> **WRITTEN TASK**: Give all of the lines again, with nothing added or dropped.

--- Start of DATASET ---

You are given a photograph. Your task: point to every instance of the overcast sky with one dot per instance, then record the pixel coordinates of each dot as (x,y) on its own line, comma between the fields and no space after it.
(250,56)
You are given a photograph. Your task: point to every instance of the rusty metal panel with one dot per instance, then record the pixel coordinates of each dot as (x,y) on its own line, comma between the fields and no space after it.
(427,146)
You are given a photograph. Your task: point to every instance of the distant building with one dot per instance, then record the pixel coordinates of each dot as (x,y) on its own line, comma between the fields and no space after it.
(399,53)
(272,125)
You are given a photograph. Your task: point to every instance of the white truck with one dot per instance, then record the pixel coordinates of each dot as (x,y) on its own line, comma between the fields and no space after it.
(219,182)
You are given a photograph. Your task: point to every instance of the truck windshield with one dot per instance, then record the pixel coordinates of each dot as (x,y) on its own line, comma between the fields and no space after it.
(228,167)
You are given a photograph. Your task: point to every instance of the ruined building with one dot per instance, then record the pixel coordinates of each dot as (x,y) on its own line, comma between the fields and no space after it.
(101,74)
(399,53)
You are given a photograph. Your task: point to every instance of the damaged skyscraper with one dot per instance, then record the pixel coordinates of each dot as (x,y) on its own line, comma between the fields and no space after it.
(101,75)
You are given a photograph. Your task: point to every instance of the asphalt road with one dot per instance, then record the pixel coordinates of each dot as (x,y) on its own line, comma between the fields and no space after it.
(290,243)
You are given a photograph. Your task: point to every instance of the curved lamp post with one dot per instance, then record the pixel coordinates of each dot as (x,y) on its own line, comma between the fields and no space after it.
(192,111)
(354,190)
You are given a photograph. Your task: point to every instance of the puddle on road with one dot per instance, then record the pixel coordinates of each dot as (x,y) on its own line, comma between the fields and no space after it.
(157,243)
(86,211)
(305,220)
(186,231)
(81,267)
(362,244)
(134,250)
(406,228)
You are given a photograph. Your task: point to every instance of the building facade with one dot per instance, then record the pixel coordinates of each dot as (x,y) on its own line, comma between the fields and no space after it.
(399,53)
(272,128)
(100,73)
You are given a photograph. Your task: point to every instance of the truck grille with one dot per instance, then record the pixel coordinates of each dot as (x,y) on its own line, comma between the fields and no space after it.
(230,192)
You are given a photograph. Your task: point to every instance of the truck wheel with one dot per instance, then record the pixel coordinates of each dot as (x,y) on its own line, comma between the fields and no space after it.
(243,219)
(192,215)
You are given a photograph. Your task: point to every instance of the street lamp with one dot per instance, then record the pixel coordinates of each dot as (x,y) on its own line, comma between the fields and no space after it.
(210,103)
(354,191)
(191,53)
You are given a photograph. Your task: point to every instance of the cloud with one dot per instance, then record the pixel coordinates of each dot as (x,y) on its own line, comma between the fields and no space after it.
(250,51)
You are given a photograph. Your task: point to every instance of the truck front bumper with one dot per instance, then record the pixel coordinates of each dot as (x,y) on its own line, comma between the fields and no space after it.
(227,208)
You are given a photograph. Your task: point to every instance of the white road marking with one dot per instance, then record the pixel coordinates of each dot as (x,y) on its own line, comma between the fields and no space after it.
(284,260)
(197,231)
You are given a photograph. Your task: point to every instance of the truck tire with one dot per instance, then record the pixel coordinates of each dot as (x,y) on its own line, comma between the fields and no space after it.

--- End of DATASET ---

> **WRITTEN SOLUTION**:
You are given a photograph. Your task: point to every instance of the overcast sky with one dot per instance, then record the pixel coordinates of each dot as (x,y) on its own line, comma between the fields and no space after it.
(250,56)
You are given a photograph. Your task: point to every instance of the rusty metal panel with one dot per instance, then record the pixel coordinates of each dot as (x,y) on its own line, comma between the fields and no space after it.
(427,146)
You are given a photograph. Your task: point to every instance of the distant building with one dot per instance, then record the pixel coordinates of each dot as (x,y) on its own line, comma between the fields and no space after it.
(399,53)
(272,125)
You are given a photograph. Your task: point to every instance of the white truck with one dot per instance, then record the pixel coordinates of each dot as (x,y) on its own line, comma between the fields and no space after it.
(219,182)
You are given a photograph. Your task: point to every instance of the truck windshield with one dot per instance, then record the pixel coordinates of each dot as (x,y) on its own line, comma between the fields and no space after it.
(228,167)
You are given a photograph. Your task: point to every instance of the ruined building with one dot per instance, then record the pixel coordinates of each dot as (x,y) on its own line, comma between the fields and no space after it.
(101,74)
(399,53)
You are given a photograph. Your task: point to every instance of the damaged skyscraper with one dot per instance, then record the pixel coordinates of each dot as (x,y) on its own line, comma between the fields and no space after it.
(101,75)
You are given a photograph. Your task: point to every instance of the asphalt road with one dot per instance, then record the pixel coordinates of each dot as (x,y) on its own line, comma between the fields and no space after it.
(290,243)
You are given a photograph. Your task: point to every instance of the curved lamp post with one dot per instance, then record the pixel coordinates of each dot as (x,y) on its own line, comma between the fields and no space after it.
(192,111)
(354,190)
You are given a photograph. Your task: point to every instance of the puddle on road with one dot per instance, then record the pixel coordinates of each dot as (x,y) on its own line, comma between the fields and no space after it.
(157,243)
(86,211)
(305,220)
(186,231)
(81,267)
(362,244)
(134,250)
(406,228)
You are given a photograph. Your task: point to every instance of the building facade with one dot per instance, then record the pixel coordinates of each dot as (x,y) on its own line, comma between the fields and no space after it.
(399,53)
(272,128)
(100,73)
You are given a photograph. Your task: point to every instance of the truck grille with one dot per instance, then record the pixel coordinates of each dot as (x,y) on its own line, comma between the fields and no space after it.
(230,192)
You are given a photograph. Your task: point to every instance of the truck wheel with one dot per instance, then record the pixel coordinates of each dot as (x,y) on its own line, comma between the fields and no space after it.
(243,219)
(192,215)
You are given a photograph. Your task: point to every instance of the street lamp with one dot per instance, then record the pixel coordinates of each dot as (x,y) on its own line, comma between the fields and no space after it.
(210,103)
(354,191)
(191,53)
You are given a photograph. Your task: point to every instance of the cloud with one dot per instance, then record the pixel coordinates of each dot as (x,y) on its own line, comma between the fields and no space after it.
(250,51)
You are given a photograph. Your task: point to every instance of the truck front bumper with one dot per instance, then record the pixel coordinates of each dot as (x,y) on its own line, comma between the fields and no space after it.
(227,208)
You are given a photograph. Your task: point to every instance of the white road marking with one dot per instance, then record the pixel coordinates of each dot as (x,y) on its own line, comma between the fields and no space after it.
(284,260)
(197,231)
You are given a photograph. Your task: point to every instance of the truck tire with one dot per instance, then record the pixel coordinates of each dot as (x,y) on its own line, comma between the fields and no space after it.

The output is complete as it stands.